**Source material:**
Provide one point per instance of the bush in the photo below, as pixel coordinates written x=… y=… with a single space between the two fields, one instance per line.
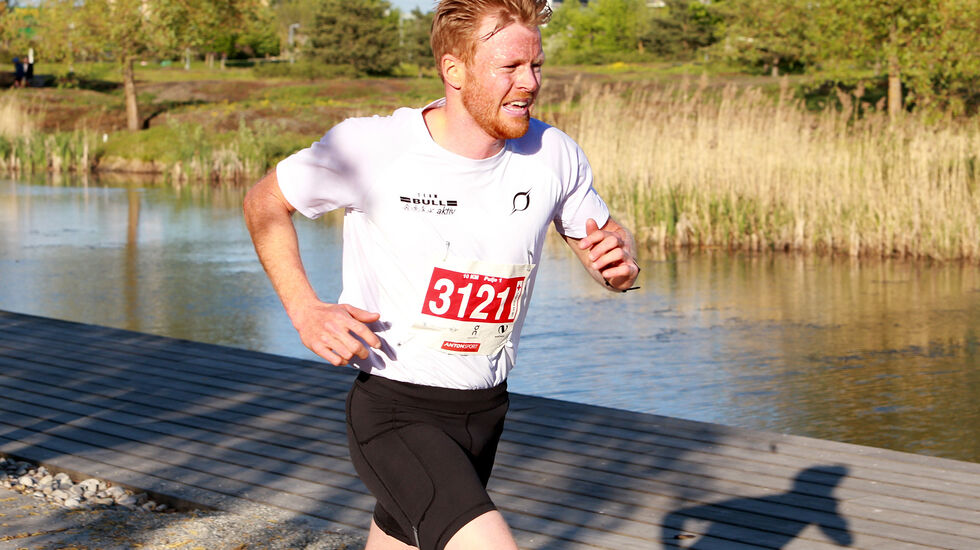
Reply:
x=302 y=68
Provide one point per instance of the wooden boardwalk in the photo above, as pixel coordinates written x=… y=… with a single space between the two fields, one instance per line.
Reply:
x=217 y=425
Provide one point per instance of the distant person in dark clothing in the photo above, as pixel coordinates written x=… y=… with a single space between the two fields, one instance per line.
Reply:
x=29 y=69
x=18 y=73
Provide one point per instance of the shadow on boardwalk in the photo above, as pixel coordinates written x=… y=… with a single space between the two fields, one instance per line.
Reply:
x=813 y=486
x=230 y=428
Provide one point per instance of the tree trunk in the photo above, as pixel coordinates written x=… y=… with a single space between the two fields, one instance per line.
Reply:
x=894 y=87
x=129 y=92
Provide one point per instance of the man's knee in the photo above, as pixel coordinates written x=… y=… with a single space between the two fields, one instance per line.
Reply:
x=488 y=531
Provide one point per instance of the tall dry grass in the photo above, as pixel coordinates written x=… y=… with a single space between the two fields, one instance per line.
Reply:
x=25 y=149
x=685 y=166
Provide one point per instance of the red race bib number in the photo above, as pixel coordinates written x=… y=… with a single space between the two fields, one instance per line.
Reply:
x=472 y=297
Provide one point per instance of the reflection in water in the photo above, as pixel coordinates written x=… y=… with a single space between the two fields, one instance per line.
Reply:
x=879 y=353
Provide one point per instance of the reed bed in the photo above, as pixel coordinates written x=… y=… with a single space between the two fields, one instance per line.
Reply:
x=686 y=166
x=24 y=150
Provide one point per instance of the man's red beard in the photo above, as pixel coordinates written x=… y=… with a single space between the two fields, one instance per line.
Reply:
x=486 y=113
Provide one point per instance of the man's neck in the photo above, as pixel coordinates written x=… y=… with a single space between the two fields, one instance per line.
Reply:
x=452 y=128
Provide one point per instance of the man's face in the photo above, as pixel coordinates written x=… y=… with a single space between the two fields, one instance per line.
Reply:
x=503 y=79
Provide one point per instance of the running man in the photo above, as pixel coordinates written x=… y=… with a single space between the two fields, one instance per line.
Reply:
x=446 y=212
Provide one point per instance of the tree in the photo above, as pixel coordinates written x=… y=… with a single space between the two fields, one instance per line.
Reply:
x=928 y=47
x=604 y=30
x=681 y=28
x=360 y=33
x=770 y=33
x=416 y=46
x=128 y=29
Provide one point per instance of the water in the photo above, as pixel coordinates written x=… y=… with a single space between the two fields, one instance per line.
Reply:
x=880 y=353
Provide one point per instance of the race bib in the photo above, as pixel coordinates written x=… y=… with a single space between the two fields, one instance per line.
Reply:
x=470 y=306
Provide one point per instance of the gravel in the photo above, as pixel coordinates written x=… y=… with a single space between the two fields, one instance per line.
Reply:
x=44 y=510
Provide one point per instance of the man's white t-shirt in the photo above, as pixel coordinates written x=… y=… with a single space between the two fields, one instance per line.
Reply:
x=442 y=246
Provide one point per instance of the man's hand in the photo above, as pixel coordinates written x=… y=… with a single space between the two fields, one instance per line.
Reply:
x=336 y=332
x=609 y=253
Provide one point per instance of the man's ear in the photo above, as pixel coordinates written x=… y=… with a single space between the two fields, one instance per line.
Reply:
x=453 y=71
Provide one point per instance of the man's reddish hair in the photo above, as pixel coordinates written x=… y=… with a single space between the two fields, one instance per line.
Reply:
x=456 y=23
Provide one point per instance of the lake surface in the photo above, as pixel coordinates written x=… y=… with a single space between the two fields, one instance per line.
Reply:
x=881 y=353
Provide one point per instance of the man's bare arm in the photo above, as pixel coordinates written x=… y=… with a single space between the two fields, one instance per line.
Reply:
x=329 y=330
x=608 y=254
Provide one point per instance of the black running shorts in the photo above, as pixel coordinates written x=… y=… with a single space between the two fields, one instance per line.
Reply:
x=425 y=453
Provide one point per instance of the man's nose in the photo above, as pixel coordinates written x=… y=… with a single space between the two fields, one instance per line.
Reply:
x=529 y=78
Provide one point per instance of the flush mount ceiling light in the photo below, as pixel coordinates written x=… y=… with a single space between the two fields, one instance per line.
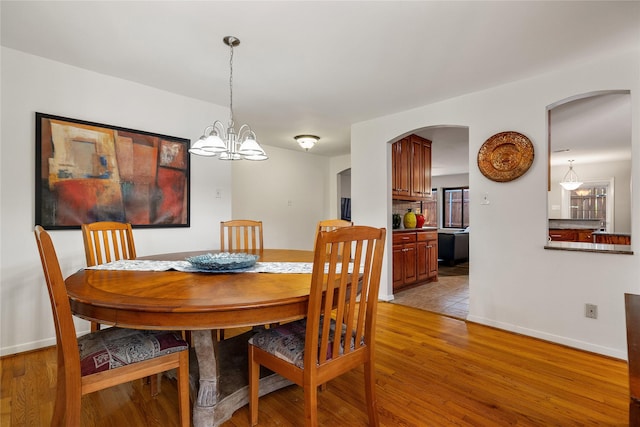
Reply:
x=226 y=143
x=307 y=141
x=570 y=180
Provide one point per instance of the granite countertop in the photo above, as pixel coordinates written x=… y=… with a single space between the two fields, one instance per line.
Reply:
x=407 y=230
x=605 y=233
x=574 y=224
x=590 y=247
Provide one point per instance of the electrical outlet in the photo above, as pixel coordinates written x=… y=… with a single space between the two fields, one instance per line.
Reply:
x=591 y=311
---
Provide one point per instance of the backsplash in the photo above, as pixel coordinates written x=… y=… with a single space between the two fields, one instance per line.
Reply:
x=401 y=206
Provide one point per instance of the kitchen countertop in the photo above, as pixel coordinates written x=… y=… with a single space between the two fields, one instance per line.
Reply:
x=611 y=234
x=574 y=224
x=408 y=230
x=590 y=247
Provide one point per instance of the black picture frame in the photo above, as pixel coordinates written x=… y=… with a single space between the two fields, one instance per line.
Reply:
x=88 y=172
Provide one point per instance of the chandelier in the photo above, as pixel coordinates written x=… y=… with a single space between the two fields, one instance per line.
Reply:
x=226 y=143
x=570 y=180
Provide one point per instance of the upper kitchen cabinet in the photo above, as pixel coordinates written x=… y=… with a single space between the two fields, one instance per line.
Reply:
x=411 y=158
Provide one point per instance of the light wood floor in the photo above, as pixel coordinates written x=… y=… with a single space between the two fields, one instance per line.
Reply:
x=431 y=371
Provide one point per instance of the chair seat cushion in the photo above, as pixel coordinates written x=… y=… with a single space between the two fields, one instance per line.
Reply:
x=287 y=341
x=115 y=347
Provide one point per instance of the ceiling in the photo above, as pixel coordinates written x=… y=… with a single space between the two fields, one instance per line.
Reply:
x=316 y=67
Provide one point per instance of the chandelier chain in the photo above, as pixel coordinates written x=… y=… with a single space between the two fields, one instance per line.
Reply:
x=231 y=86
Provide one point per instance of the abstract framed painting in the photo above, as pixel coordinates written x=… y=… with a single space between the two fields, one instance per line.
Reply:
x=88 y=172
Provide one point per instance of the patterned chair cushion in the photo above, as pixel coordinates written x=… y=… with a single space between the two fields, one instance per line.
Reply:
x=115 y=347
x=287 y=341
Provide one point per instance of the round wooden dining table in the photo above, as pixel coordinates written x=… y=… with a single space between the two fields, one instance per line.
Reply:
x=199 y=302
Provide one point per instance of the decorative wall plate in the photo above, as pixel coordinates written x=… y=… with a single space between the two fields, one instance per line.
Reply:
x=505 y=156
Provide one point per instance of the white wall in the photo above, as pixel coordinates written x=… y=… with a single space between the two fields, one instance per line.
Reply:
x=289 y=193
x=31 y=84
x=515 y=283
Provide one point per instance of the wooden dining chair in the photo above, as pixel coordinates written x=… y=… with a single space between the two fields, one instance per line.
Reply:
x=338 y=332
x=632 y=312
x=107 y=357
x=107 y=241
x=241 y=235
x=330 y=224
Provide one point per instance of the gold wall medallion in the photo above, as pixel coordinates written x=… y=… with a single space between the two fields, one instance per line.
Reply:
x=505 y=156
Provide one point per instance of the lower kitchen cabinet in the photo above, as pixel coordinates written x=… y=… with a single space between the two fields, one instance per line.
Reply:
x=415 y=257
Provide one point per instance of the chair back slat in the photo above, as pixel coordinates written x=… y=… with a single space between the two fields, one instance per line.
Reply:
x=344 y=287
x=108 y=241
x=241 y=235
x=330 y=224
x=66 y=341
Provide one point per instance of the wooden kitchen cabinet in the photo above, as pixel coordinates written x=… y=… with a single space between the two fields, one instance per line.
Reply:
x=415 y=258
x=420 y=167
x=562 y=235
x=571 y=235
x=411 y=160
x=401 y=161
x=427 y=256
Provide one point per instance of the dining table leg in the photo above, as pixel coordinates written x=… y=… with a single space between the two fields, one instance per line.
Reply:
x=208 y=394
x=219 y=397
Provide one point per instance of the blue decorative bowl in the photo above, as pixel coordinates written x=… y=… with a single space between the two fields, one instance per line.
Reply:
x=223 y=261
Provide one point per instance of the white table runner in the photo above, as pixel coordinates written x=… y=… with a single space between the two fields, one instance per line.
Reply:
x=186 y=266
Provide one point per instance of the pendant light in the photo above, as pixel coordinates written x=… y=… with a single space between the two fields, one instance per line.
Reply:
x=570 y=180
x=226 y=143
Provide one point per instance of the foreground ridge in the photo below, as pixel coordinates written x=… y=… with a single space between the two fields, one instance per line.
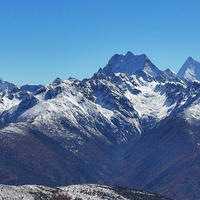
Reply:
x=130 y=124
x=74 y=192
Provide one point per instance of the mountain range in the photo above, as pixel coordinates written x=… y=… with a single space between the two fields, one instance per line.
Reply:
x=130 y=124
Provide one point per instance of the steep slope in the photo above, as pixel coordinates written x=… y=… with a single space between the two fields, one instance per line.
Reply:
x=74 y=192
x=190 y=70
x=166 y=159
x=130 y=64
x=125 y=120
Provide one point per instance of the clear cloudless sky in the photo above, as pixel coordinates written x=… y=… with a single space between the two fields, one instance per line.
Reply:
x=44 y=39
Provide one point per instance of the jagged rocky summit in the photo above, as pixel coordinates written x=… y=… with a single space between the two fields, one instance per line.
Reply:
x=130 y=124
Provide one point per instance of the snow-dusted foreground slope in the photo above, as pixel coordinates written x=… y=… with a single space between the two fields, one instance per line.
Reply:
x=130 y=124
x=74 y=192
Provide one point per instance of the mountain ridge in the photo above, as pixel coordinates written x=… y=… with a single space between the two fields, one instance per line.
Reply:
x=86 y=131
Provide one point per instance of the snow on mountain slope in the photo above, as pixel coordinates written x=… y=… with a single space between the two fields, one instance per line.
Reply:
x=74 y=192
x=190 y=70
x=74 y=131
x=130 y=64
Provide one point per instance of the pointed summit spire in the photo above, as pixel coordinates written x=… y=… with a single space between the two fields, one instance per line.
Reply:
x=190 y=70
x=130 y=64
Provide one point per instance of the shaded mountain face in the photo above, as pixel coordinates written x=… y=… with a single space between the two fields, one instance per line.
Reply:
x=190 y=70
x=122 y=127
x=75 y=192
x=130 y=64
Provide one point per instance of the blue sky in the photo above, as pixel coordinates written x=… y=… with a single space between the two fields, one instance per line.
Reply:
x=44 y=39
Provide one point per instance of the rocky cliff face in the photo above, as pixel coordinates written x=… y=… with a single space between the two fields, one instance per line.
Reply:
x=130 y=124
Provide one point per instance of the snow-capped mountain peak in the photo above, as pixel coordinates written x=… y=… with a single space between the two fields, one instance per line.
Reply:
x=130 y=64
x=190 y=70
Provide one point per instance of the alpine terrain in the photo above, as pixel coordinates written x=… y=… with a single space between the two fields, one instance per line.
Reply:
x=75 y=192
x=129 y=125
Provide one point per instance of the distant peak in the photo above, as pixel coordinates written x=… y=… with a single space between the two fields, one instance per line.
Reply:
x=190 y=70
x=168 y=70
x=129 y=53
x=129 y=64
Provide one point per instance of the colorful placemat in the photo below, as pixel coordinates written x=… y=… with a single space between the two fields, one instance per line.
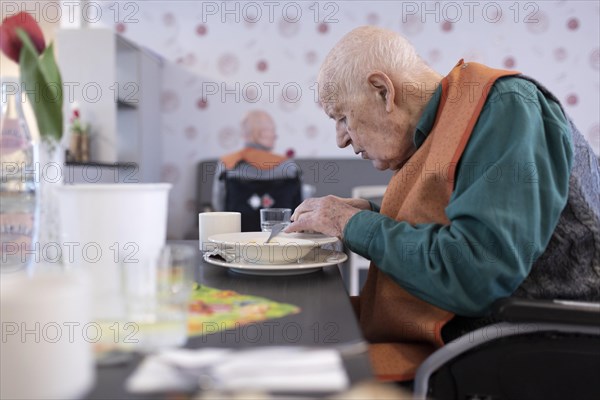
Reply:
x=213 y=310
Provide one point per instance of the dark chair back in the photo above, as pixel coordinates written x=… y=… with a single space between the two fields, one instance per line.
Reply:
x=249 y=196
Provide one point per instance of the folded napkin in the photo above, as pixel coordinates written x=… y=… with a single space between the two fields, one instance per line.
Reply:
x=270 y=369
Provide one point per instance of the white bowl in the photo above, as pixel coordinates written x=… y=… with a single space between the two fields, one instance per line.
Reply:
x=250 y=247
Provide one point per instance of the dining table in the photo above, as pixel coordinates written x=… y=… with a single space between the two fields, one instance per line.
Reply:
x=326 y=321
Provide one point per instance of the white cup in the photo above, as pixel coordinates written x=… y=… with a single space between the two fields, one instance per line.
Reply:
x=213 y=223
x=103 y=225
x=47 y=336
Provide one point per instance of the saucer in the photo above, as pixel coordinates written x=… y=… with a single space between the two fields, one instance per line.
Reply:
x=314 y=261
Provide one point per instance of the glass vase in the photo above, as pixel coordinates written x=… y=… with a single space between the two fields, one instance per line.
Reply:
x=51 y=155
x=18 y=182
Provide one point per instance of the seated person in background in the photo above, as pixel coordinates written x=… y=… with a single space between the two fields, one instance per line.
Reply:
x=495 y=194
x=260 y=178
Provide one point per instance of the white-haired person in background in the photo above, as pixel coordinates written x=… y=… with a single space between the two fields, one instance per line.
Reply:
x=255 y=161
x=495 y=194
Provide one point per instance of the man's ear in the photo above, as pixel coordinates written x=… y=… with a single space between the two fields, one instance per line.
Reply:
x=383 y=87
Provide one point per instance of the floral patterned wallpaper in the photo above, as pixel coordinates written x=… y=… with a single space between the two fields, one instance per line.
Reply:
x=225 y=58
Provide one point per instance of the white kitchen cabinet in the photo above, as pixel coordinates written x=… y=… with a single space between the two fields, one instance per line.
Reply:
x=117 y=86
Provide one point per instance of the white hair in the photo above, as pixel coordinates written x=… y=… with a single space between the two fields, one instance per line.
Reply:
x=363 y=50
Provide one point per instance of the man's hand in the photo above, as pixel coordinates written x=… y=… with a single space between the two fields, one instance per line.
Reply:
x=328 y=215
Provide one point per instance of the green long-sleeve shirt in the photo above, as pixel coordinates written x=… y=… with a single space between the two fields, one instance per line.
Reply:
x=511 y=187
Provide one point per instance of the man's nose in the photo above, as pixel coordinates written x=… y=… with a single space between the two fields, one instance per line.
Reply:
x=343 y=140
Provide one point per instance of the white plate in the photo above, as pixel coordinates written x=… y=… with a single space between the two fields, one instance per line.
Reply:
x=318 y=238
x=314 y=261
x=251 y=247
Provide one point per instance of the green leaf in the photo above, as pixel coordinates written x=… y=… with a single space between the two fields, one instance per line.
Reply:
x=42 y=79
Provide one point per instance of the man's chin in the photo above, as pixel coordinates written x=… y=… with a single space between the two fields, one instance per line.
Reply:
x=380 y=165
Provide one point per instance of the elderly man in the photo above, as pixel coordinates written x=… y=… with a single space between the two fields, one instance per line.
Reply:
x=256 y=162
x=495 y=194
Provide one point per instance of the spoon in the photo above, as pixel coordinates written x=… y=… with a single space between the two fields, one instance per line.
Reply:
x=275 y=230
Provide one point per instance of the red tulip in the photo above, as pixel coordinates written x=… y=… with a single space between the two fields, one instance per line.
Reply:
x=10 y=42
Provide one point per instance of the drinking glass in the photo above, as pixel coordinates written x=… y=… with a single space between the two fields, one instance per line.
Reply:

**Assignment:** Reproduce every line above that contains the string "foreground".

**Answer:**
Provide one point per instance of the foreground ridge in the photo below, as pixel coordinates written x=… y=… with a single space between the two fields, one instance per line.
Provide one point per instance of the snow-dusted foreground slope in the photo above, as pixel coordinates written x=… y=… with a single space between the two fields, one instance per line.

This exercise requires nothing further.